1. I always wanted a building that was a living dictionary. Something like a less infinite version of Borges' Library of Babel. It would be like the Oxford English Dictionary, but for any language you wanted, and you could stroll through it surrounded by words with strange, delicious definitions, or ask it to direct you through its transculent labyrinthine corridors if you had a destination in mind.


(Maybe it would be something like Jose Vasconcelos Library in Mexico City, except, of course, different because living dictionary — click through to see more photos of that gorgeous space.)

2. I always wanted an Extra-Time Machine. Take that, H.G. Wells. Okay, so not really, because this is the kind of thing only an adult would crave. When you're a kid, maybe you want a few extra hours of TV instead of homework or reading instead of sleeping, but when you're an adult, you need extra time. Some of my extra time, I would put to a devotedly good use. Even just an hour a day, or thirty minutes. I would work more. Or do yoga. But some of it I would devote to lazing. Just think: an Extra-Time Machine that gave you lazing time. Get on this, Imaginary Science. (Update: At twitter, Tim Pratt points out that Wells did invent "the elixir in The New Accelerator that speeds you up and makes the world go slower!" But I want discrete pouches of extra time instead.)

 3. Virtual daemons/pets like baby pygmy hippos, sloths, goats, or Dik-Diks. It's like visiting zooborns every day, but customizable, and the dogs and cat would eventually get used to that day's hologram teensy deer lounging on the desk or sloths swinging from bookshelf to bookshelf and not bark and swat at them. It would be like the apocalyptic prophecy from Ghostbusters (dogs and cats living together, mass hysteria!), but dogs and cats and virtual pygmy hippos living together with no hysteria in an obviously utopian dream!

_TASKS_
a) List the animals that the wish list gives, in the first sentence of its third item, as examples of virtual daemons or pets.
b) Copy from the wish list, without changes, the stretch from "1. I always" through "destination in mind.".
The records that come next have no connection to the wish list above.

_DATASET RECORDS_

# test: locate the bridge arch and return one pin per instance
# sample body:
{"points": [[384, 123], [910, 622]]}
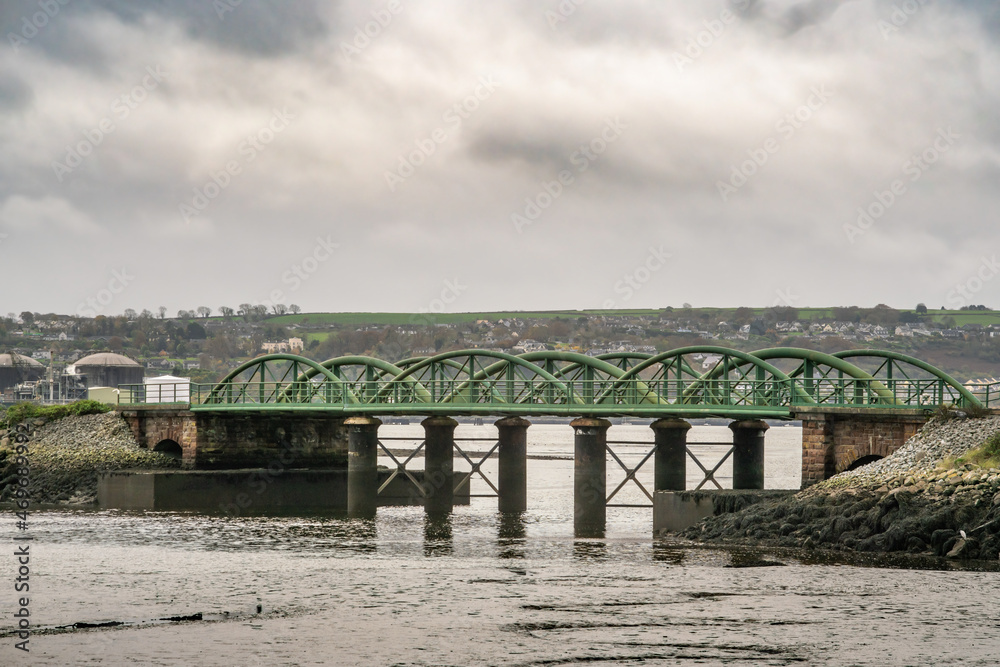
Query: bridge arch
{"points": [[171, 448], [274, 378], [456, 378], [891, 374], [727, 383]]}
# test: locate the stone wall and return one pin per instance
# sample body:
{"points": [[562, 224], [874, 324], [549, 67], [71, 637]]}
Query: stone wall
{"points": [[831, 442], [243, 440]]}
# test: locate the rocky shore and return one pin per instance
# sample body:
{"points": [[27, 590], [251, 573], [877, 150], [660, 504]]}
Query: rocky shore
{"points": [[923, 499], [66, 455]]}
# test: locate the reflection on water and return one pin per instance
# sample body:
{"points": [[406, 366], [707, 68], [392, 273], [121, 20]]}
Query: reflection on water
{"points": [[476, 587], [438, 540]]}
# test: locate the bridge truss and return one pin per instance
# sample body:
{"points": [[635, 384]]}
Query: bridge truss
{"points": [[696, 381]]}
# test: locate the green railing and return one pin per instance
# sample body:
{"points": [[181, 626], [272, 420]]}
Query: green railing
{"points": [[539, 396]]}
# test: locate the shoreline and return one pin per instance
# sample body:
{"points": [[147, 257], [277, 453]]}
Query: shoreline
{"points": [[924, 500]]}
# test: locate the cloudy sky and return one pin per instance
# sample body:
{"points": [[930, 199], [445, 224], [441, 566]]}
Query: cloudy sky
{"points": [[398, 156]]}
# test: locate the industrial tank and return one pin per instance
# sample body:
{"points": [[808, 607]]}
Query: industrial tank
{"points": [[107, 369]]}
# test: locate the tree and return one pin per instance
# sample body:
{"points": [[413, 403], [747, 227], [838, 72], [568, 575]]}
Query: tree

_ANSWERS FOR THE TASKS_
a)
- baby pygmy hippos
- sloths
- goats
- Dik-Diks

b)
1. I always wanted a building that was a living dictionary. Something like a less infinite version of Borges' Library of Babel. It would be like the Oxford English Dictionary, but for any language you wanted, and you could stroll through it surrounded by words with strange, delicious definitions, or ask it to direct you through its transculent labyrinthine corridors if you had a destination in mind.